QUOTED TEXT -
***

I have seen many customers struggling to identify the right EC2 instance type for their Windows container workloads, usually, because they are using the same right-sizing approach that is used on Linux and forgetting to match the hardware requirements for Windows Server.

When right-sizing an ECS Windows container instance, we need to take into account four pillars:

  • Storage
  • Processor
  • Memory
  • Network

We will explore these pillars next.

Storage

Storage is one of the most complex calculations during right-sizing as it uses different inputs, such as AMI, container image size, the number of other containers running in the same host, temporary files, paging, and dump files.

Following the official Microsoft documentation for hardware requirements for Windows Server, a minimum of 32 GB is considered for a successful installation based on a Server Core installation, which, in our case, means the Amazon ECS-optimized Windows Server 2022 Core AMI. However, if you choose an EC2 instance type with more than 16 GB of RAM, additional disk space will be required for paging and dumping files. So, let’s start building our storage right-sizing spreadsheet.

In this exercise, we will use three columns:

  • Resource to be measured
  • Required disk space (GB) to accommodate the resource
  • Total disk space (GB), which is the sum of the resources

Important note

In the Enumerating the Windows container image sizes section of Chapter 1, Windows Container 101, we dove deep on Windows containers image sizes in greater details.

Assuming we will use Amazon ECS-optimized Windows Server 2022 Core AMI, which already caches the Server Core and Nanoserver Windows container base images as part of the AMI, we have an additional 5.28 GB on top of the 32 GB required by Microsoft:

Resource

Disk Space (GB)

***

DATA BLOCK -
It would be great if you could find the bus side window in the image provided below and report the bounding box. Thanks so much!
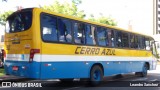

***

PROBLEMS -
1. Decide whether each statement agrees with the passage on right-sizing ECS Windows container instances, answering yes or no and quoting the words of the passage that settle it: (a) the passage names five pillars to consider when right-sizing; (b) Microsoft's documentation considers a minimum of 32 GB for a successful installation; (c) choosing an EC2 instance type with more than 16 GB of RAM requires no extra disk space.
2. Revise the passage on right-sizing ECS Windows container instances, starting with "I have seen" and going on through "these pillars next.", so that "factors" stands in place of "pillars".
The material has no role in any of the tasks here.

REPLIES -
1.
(a) No: "we need to take into account four pillars"
(b) Yes: "a minimum of 32 GB is considered for a successful installation"
(c) No: "if you choose an EC2 instance type with more than 16 GB of RAM, additional disk space will be required for paging and dumping files"

2.
I have seen many customers struggling to identify the right EC2 instance type for their Windows container workloads, usually, because they are using the same right-sizing approach that is used on Linux and forgetting to match the hardware requirements for Windows Server.

When right-sizing an ECS Windows container instance, we need to take into account four factors:

  • Storage
  • Processor
  • Memory
  • Network

We will explore these factors next.